Цитируемый отрывок >>
• • • • • • •

Другое направление, или другая сторона поиска закономерностей в дикой природе состояла в установлении подобия между стихийными природными явлениями и отношениями в человеческих сообществах. Выдающийся французский учёный Леви-Брюль на основе анализа этнографических материалов и изучения этой второй стороны первобытной познавательной активности сделал вывод о «дологическом» характере мышления людей, живущих в условиях палеолита. На такой вывод исследователя натолкнула крайняя фантастичность мышления этих людей, наличие в нём множества предрассудков, нелепых верований и установок. Вывод этот, однако, не выдерживает критики. К выработке первичных религиозных представлений людей подготовила не дологичность их мышления, не отсутствие в нём логики вследствие неразвитости мозга или недостаточной способности к правильным выводам, а наличие ряда объективных обстоятельств, постоянно сопутствующих их жизни и оказывавших жёсткое давление на их мышление. Люди постоянно оказывались в ситуациях, когда успех их деятельности зависел не от прилагаемых ими усилий, а от действия внешних стихийных сил природы, источников которых они не знали, но от которой полностью зависели.

• • • • • • •

Сохранённые строки >>

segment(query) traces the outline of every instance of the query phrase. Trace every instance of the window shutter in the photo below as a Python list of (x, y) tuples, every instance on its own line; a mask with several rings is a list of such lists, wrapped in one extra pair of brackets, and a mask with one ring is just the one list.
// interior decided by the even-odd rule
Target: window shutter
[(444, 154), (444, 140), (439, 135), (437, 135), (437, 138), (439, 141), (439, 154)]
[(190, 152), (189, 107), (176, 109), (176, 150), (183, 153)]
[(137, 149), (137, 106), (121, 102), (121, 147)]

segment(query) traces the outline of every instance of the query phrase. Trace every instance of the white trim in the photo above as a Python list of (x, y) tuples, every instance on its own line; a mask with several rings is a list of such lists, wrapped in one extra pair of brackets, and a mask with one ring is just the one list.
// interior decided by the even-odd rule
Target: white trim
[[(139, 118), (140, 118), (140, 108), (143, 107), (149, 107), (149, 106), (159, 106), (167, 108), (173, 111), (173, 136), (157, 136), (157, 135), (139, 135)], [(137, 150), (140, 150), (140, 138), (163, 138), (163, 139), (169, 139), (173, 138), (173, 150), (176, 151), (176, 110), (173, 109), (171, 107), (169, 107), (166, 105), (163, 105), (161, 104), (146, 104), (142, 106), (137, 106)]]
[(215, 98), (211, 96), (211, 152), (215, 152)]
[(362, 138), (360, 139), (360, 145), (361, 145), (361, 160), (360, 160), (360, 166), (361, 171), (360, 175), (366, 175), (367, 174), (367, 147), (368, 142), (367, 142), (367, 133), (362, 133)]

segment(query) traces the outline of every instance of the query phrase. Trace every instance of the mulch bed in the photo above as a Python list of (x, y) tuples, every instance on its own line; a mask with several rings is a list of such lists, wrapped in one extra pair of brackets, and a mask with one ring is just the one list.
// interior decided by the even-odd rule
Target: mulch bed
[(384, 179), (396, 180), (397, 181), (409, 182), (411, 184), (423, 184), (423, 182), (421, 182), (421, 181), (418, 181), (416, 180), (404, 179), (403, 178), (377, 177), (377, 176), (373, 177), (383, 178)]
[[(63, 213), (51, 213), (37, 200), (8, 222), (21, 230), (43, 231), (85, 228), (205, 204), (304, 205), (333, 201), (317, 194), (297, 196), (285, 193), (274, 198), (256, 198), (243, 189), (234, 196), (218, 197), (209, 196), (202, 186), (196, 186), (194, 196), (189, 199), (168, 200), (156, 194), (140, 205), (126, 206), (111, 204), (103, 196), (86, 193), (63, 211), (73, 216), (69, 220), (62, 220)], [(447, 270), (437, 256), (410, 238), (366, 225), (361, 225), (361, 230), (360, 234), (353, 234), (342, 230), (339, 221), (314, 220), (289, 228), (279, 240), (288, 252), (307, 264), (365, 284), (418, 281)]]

• • • • • • •

Определите, согласуются ли с отрывком о первобытном мышлении приведённые утверждения, и для каждого ответьте «да» или «нет», подкрепив ответ точной цитатой из отрывка.
1. Леви-Брюль пришёл к выводу о «дологическом» характере мышления людей палеолита.
2. Автор отрывка разделяет вывод Леви-Брюля.
3. Люди знали источники стихийных сил природы, от которых зависели.

Ответ >>
1. Да: «сделал вывод о „дологическом“ характере мышления людей, живущих в условиях палеолита».
2. Нет: «Вывод этот, однако, не выдерживает критики».
3. Нет: «источников которых они не знали».